Document ▸

From: Bijan Parsia <bparsia@cs.man.ac.uk>
Date: Tue, 30 Nov 2010 12:16:31 +0000
Cc: SPARQL Working Group <public-rdf-dawg@w3.org>
Message-Id: <F9093C65-901C-4DFF-8765-456B1797BCD0@cs.man.ac.uk>
To: Enrico Franconi <franconi@inf.unibz.it>
On 30 Nov 2010, at 09:57, Enrico Franconi wrote:

> Hi,
> I'd like to propose a change to the OWL-2 Direct Semantics entailment regime as it is currently defined in the spec.
> 
> Currently, bnodes in a BGP bind only to individuals or other bnodes. According to the formal semantics (and the spirit) of RDF, bnodes represent existential (but unknown) information. If the information is encoded in RDF (or in other simple languages where existential information can always be uniquely and exactly materialised explicitly as bnodes, like RDFS and OWL-RL) then the existential meaning of bnodes in queries is correctly captured by binding them just to individuals or other bnodes. However, in OWL-2 Direct Semantics entailment regime a lot of existential information remain necessarily implicit, and we would weaken the notion of answer (wrt standard OWL-2 Direct Semantics entailment regime in 25 years of description logics literature) if we do not treat bnodes in BGPs properly.

I'd prefer a more neutral term, such as "treat bnodes in BGPs according to a straightforward extrapolation from the RDF semantics". I would argue, myself, that that isn't the proper way to treat them. Indeed, I would argue (and have a lot) that it's not the proper way to treat them in RDF graphs :)

[snip]
> So, my proposal would be - only in the case of the OWL Direct Semantics entailment regime - to allow (as an option -- say, with a flag -- or as an additional definition) for an extended meaning of bnodes in the query as proper existential nodes. In this case the answer to a query - when bnodes in the answer are filtered out - is monotonically richer (that is, any non-bnode element of the answer set in the original semantics is also in the answer set of this stronger semantics, but not viceversa).

Yes, but filtering BNodes removes answers. And most users experience and expect the BNodes.

> When treating bnodes as proper existential nodes in the case of the OWL Direct Semantics entailment regime, bnodes should be filtered out from the answer since nothing is known in the research literature about what happens when we leave them in (e.g., they may be infinitely many, since they are not restricted anymore to be bound to to existing nodes or blank nodes in the graph).

This is at least one reason to not standardize this.

> Let me know what do you think about this proposal.

(Writing not as an active group member, but as a highly interested party.)

I'm don't think this is a good idea.. Please note that this is a reversal of a long held position (indeed, I championed non-distinguished variables in the first SPARQL WG).

What the task requires ▸
In the email on bnodes under the OWL-2 Direct Semantics entailment regime, change "standardize" to "adopt" and give the passage between "This is at least" and "first SPARQL WG).", inclusive.

Records from a collection:
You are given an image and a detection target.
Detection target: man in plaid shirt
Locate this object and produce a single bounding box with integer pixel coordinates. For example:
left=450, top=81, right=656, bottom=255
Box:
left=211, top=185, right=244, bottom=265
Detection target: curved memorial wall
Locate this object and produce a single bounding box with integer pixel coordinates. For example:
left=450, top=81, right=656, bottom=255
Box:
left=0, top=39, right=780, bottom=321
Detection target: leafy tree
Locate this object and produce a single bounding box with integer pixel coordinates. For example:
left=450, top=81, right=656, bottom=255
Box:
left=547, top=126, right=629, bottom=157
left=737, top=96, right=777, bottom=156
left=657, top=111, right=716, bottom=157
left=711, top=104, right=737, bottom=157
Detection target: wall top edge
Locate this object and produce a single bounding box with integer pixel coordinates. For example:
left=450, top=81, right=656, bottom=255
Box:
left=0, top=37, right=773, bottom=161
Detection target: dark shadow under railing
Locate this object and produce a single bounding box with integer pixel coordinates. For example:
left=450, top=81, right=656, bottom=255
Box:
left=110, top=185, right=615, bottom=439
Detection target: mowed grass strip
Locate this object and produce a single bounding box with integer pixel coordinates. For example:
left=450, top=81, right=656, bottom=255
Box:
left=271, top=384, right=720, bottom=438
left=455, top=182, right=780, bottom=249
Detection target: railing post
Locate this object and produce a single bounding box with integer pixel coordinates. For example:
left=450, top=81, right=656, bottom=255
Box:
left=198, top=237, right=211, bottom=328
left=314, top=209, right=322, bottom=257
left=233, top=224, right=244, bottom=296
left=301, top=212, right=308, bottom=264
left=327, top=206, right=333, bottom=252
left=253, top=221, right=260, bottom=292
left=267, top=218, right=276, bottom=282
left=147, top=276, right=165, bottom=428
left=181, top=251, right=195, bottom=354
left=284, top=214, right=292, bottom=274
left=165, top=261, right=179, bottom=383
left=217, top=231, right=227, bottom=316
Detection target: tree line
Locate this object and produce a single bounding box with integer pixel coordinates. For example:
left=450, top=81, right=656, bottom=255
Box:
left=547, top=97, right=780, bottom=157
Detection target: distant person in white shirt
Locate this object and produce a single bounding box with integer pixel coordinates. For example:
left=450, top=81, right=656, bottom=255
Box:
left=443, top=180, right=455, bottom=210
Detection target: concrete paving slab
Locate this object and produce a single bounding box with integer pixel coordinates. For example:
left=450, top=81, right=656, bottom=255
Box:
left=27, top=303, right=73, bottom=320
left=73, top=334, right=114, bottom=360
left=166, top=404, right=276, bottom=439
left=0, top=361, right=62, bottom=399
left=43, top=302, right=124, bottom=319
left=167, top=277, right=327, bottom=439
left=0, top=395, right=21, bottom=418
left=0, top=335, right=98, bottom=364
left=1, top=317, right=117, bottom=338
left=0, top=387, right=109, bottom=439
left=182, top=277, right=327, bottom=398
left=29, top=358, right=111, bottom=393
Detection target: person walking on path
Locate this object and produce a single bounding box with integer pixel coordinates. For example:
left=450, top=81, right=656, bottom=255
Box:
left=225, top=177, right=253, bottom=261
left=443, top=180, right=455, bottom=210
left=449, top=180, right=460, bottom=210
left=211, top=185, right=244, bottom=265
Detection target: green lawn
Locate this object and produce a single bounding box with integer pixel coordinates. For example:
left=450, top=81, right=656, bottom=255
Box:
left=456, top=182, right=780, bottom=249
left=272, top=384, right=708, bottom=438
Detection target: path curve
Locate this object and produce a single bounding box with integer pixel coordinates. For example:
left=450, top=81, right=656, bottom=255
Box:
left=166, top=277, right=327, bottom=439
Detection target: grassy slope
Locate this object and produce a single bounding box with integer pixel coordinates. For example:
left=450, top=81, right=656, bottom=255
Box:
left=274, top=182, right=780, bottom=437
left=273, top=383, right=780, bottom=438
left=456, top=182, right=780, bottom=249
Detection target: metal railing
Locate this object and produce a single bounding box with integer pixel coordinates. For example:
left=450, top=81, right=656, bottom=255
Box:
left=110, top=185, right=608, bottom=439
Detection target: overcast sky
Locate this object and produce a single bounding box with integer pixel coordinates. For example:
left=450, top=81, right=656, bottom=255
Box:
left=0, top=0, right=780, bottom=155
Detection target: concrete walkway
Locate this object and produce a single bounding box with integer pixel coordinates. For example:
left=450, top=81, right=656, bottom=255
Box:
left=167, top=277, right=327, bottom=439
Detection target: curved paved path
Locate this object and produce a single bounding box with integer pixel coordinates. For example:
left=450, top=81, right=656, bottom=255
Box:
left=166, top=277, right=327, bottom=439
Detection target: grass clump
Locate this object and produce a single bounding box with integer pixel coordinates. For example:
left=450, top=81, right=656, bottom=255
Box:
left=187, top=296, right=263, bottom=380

Exercise answer ▸
This is at least one reason to not adopt this.

> Let me know what do you think about this proposal.

(Writing not as an active group member, but as a highly interested party.)

I'm don't think this is a good idea.. Please note that this is a reversal of a long held position (indeed, I championed non-distinguished variables in the first SPARQL WG).